Copy the lines below without any change, from the line containing "of the handbag" through the line containing "pixel 386 244", both of those lines included.

## Entries shown:
#####

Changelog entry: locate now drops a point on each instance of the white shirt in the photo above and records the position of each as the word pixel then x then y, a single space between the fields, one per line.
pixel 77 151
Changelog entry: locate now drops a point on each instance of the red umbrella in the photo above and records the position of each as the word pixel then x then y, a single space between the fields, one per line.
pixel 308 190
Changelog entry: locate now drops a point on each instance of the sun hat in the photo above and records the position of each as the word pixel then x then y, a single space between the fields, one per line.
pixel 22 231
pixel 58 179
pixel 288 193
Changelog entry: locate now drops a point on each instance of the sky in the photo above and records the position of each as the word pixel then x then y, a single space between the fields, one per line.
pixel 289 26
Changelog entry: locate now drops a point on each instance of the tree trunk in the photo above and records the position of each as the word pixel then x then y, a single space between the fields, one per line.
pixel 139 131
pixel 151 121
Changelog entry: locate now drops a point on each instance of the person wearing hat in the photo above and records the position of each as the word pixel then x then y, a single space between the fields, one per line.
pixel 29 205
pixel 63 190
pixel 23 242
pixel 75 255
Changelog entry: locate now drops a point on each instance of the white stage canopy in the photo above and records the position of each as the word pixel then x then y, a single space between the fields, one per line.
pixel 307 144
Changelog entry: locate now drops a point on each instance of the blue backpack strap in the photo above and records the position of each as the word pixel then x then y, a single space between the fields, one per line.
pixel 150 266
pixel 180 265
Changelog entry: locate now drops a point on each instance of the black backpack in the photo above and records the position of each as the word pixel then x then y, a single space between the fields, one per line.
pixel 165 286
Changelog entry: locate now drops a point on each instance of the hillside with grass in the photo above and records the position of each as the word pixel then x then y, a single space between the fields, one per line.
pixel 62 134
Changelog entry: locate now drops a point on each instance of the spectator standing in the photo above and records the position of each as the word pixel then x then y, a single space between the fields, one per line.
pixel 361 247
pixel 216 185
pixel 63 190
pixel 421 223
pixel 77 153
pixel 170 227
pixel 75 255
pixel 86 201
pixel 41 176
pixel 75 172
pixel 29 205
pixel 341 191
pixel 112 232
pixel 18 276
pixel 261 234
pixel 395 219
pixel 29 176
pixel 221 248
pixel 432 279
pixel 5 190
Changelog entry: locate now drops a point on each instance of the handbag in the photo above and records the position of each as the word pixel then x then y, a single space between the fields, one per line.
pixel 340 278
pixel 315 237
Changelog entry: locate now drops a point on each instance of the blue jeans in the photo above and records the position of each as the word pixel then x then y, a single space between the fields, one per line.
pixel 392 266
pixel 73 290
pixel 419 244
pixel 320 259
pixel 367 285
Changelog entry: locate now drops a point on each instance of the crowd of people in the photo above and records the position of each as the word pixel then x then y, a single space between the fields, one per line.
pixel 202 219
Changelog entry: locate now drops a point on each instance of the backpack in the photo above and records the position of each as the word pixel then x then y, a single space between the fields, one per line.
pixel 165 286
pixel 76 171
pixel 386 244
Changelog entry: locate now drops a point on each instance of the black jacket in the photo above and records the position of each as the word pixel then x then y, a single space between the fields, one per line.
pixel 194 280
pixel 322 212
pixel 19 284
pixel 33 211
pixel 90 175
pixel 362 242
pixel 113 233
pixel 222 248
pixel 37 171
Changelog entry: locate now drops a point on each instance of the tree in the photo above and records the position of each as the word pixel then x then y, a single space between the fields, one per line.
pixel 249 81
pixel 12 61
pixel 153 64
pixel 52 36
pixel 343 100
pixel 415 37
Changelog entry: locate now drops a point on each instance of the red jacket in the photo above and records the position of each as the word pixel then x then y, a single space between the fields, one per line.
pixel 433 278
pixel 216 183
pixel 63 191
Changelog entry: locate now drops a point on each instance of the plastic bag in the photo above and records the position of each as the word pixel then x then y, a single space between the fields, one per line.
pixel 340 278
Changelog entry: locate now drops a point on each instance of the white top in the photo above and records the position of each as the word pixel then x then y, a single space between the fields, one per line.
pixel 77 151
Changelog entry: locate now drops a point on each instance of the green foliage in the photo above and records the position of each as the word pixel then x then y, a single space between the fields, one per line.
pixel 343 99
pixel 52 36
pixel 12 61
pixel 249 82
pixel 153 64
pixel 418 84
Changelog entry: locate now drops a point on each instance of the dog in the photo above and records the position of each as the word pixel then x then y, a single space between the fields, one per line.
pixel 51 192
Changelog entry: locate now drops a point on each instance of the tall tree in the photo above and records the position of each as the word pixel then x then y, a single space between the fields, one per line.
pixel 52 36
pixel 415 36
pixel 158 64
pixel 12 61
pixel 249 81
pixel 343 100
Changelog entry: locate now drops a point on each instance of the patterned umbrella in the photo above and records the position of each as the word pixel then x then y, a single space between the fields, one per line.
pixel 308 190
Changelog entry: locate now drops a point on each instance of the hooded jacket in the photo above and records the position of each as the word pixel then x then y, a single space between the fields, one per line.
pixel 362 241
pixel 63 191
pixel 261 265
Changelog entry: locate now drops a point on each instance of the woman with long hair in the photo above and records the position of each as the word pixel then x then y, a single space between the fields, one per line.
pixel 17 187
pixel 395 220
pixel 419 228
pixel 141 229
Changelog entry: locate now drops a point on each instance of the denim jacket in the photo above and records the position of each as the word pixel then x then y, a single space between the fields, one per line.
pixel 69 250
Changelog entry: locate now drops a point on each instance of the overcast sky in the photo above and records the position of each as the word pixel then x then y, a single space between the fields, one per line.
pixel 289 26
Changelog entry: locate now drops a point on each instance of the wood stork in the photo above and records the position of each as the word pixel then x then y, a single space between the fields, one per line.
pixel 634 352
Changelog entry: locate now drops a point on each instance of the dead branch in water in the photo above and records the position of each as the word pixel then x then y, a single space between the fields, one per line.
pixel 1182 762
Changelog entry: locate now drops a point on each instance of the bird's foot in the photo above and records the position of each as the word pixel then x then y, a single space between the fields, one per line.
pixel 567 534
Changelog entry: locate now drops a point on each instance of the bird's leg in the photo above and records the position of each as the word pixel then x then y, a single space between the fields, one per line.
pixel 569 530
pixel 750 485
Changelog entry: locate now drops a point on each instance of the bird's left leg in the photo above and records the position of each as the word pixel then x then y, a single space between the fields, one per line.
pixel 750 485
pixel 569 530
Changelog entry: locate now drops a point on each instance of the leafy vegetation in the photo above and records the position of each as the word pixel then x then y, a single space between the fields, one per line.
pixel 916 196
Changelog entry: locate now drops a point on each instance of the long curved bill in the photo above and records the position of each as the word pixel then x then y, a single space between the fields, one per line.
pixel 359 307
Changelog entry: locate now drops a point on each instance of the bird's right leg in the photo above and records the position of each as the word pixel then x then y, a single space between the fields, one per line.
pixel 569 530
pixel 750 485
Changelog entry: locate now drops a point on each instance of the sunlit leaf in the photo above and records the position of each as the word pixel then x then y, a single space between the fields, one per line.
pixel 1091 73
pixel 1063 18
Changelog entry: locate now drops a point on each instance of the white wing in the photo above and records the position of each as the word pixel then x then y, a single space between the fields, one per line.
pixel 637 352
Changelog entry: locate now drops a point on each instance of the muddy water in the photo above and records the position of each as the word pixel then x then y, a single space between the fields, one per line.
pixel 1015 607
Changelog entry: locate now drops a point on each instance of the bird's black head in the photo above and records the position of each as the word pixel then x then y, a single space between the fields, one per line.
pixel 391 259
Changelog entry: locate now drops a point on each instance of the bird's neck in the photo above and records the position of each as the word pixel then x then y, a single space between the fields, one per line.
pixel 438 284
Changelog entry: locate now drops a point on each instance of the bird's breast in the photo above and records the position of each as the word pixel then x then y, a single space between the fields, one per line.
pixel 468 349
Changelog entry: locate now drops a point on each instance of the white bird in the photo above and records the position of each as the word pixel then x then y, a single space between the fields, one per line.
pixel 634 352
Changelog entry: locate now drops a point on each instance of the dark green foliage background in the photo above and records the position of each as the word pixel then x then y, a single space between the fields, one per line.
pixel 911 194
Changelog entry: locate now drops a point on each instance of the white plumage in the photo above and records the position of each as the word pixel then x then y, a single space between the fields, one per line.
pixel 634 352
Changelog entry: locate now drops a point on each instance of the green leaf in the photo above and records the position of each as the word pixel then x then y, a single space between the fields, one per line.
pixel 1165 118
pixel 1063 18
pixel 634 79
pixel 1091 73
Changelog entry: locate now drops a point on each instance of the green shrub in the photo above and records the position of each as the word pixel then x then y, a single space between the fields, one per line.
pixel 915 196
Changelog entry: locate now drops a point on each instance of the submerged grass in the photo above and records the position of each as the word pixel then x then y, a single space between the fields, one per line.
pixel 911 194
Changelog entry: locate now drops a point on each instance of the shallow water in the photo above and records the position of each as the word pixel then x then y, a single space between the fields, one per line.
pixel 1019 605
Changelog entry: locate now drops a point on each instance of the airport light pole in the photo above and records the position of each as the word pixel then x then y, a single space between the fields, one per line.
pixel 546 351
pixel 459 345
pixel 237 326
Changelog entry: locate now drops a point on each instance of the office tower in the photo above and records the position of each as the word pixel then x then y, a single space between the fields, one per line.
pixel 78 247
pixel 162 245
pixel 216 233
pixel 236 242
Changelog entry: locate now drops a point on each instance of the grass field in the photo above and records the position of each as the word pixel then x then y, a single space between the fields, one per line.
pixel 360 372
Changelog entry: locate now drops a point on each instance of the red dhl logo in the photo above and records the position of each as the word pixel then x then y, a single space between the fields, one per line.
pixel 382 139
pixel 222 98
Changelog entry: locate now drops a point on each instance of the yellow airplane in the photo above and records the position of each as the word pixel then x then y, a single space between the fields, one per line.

#####

## Solution for this exercise:
Changelog entry: locate now drops a point on each instance of the handbag in the photo above and records the position of each as the word pixel then x then y, a single space between the fields, one per line.
pixel 340 278
pixel 315 237
Changelog entry: locate now drops a point on each instance of the blue jeans in the photo above and records the position of each as the word pixel then x then y, a single space between the fields, one per line.
pixel 392 266
pixel 73 290
pixel 419 244
pixel 320 259
pixel 367 285
Changelog entry: locate now drops a point on each instance of the crowd of people in the photo above and records the position of each as the word pixel then x then y, a single space between the fields, one per line.
pixel 202 219
Changelog entry: locate now drops a point on each instance of the backpack in the photo above and records the position of each as the word pixel then x then y, a single space between the fields, one per line.
pixel 165 286
pixel 76 171
pixel 386 244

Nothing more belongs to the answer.